### REQUIRED ACTION
Lines below that include the word "wrist" should each be copied.

▬▬▬

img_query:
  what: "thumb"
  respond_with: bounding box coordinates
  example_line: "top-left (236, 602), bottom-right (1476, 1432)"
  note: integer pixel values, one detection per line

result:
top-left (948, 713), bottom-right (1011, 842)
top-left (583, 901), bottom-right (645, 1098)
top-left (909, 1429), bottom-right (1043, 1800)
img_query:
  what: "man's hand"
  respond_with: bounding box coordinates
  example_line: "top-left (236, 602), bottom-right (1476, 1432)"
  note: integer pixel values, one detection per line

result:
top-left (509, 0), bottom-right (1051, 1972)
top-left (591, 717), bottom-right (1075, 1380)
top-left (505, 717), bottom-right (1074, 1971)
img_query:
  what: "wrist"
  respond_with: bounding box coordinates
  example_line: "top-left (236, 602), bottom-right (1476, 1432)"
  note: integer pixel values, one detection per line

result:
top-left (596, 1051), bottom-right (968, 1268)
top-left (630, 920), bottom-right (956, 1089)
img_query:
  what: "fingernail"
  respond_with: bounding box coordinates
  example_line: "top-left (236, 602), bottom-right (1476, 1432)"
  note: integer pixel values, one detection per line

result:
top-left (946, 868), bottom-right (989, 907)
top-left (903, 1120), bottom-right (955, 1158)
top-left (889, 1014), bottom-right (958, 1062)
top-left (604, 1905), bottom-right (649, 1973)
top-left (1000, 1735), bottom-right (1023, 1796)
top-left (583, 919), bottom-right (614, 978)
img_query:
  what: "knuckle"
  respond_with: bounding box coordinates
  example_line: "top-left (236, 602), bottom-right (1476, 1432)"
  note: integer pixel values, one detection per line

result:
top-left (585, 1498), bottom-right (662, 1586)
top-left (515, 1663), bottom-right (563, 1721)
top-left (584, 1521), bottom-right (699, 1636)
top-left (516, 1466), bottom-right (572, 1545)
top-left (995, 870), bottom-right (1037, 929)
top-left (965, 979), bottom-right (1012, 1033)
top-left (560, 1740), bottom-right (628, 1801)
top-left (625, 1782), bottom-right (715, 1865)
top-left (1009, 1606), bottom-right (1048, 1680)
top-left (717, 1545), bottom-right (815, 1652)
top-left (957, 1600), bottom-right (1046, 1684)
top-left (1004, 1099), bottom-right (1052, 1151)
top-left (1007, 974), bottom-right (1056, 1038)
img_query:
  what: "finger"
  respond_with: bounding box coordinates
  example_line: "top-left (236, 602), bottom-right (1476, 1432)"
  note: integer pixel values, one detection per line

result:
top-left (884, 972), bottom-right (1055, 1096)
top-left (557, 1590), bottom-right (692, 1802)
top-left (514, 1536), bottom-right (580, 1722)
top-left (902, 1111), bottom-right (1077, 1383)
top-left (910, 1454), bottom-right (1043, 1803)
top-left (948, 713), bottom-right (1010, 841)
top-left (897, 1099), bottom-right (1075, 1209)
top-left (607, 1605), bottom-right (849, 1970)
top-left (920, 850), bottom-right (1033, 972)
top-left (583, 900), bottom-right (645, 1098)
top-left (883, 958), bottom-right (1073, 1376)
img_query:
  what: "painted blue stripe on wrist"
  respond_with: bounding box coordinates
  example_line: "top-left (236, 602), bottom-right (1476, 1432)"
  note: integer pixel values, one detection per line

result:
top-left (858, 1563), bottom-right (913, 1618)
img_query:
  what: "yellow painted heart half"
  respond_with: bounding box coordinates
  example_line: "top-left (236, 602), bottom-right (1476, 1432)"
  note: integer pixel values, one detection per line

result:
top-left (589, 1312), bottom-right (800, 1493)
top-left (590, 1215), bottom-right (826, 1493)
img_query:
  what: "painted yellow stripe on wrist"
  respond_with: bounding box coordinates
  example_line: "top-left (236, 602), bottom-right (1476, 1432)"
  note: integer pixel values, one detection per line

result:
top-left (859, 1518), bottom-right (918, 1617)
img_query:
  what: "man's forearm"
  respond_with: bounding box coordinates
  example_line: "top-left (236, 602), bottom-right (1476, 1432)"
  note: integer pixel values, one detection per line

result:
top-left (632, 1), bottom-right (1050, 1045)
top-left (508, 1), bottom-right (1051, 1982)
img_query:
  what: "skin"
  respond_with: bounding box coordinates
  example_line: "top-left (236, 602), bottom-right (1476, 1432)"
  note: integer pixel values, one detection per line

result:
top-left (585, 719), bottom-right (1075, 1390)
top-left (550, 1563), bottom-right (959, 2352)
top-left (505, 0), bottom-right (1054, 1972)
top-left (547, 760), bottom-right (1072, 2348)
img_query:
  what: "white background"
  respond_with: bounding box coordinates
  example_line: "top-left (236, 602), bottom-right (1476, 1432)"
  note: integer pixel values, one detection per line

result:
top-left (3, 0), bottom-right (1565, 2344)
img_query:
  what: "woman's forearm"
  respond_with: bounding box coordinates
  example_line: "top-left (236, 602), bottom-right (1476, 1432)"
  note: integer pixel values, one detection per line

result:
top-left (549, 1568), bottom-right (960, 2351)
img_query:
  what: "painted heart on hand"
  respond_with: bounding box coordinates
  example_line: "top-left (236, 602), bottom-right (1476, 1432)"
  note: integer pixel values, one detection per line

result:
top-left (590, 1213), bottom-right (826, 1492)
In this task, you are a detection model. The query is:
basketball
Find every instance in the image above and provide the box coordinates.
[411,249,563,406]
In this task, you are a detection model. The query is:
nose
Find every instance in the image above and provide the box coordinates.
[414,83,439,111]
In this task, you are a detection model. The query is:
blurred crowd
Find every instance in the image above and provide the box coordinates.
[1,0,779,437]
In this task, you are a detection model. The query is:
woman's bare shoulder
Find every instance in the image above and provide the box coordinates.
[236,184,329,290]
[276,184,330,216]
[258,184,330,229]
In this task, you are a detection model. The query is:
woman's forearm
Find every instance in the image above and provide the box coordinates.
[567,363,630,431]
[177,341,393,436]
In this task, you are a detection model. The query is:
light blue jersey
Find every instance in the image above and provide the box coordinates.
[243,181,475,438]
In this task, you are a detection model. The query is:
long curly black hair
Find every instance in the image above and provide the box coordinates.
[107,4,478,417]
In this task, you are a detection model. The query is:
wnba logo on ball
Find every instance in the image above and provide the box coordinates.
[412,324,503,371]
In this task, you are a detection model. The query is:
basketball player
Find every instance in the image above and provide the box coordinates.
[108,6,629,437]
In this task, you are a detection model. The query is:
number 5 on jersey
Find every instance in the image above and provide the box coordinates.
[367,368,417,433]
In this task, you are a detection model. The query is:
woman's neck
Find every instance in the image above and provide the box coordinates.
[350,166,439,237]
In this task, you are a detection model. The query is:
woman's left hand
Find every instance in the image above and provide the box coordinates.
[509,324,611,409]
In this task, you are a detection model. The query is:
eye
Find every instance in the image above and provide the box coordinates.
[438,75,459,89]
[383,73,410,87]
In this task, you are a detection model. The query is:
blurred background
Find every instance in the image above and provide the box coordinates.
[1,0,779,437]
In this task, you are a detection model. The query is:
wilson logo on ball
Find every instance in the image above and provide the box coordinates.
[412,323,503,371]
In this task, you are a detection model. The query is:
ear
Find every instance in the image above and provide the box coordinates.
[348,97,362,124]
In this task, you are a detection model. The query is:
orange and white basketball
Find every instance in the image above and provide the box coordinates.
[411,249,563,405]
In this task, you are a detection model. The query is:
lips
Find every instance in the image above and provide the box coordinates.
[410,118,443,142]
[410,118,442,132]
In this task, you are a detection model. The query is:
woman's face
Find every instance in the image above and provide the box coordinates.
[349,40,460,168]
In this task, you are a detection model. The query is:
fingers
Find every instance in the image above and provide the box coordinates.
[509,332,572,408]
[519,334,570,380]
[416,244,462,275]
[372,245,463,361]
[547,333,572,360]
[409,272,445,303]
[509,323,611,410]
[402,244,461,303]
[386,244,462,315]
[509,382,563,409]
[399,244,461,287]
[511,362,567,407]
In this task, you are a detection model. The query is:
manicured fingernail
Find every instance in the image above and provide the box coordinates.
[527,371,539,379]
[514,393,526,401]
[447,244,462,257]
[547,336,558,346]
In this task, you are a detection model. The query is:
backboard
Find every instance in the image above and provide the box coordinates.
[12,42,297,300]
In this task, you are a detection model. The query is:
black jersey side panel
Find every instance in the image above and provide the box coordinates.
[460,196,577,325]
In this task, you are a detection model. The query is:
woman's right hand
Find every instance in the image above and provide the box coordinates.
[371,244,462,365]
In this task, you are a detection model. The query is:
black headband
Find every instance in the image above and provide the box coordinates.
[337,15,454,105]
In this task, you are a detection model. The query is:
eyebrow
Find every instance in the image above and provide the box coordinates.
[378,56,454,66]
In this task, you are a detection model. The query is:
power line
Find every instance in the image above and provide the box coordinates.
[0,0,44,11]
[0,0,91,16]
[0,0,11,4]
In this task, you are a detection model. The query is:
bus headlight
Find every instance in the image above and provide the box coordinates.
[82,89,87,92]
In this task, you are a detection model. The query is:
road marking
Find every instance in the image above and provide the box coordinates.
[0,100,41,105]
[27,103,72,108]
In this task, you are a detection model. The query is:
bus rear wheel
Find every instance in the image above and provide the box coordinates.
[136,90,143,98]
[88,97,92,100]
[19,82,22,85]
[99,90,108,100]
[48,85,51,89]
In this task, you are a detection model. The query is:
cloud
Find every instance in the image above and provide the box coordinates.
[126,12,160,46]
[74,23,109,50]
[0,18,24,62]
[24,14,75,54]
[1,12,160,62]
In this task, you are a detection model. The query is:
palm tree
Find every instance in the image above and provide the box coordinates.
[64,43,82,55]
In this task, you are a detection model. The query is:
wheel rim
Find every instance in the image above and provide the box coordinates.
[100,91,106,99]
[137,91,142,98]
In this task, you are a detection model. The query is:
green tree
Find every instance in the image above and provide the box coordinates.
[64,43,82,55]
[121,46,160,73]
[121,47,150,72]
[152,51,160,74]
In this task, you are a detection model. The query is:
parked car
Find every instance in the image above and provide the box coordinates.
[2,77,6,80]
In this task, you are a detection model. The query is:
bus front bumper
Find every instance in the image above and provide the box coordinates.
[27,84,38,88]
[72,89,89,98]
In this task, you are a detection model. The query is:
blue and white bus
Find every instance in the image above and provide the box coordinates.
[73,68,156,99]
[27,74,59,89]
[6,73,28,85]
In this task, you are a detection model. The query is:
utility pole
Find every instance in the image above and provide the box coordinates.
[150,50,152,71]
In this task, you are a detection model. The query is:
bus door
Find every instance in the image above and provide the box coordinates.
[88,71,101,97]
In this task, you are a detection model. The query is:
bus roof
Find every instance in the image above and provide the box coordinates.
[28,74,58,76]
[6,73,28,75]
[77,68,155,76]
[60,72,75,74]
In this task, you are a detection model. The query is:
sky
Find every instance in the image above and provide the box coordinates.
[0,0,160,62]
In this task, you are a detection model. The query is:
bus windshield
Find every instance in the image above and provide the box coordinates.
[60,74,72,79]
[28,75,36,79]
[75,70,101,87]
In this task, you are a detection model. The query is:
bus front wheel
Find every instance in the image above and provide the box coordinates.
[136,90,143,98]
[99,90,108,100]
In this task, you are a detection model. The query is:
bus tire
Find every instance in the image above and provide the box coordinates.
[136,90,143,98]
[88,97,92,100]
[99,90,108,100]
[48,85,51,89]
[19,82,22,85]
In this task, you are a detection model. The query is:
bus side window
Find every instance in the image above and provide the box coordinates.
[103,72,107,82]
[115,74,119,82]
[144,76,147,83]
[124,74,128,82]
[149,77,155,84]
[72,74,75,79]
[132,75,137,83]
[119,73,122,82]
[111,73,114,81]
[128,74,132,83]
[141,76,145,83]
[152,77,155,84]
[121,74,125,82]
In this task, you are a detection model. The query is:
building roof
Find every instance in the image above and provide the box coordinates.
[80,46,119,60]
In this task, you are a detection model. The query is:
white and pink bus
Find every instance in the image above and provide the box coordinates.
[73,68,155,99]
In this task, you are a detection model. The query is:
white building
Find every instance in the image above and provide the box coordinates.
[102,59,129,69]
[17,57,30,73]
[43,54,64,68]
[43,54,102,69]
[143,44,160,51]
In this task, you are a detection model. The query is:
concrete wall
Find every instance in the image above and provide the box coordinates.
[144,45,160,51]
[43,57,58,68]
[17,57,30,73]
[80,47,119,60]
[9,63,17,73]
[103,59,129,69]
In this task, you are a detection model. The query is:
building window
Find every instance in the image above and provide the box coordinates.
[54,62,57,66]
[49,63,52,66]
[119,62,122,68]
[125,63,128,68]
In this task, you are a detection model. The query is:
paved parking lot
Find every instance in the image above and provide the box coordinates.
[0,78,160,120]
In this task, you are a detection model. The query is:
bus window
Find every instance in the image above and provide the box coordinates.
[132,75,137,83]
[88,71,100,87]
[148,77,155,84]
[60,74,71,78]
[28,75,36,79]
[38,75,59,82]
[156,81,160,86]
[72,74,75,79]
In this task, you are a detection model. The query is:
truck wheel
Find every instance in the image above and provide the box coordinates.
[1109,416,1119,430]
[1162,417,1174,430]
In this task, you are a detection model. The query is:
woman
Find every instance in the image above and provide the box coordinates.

▬▬▬

### ANSWER SECTION
  what: "wrist"
  what: "painted blue stripe on wrist"
  what: "painted yellow stripe on wrist"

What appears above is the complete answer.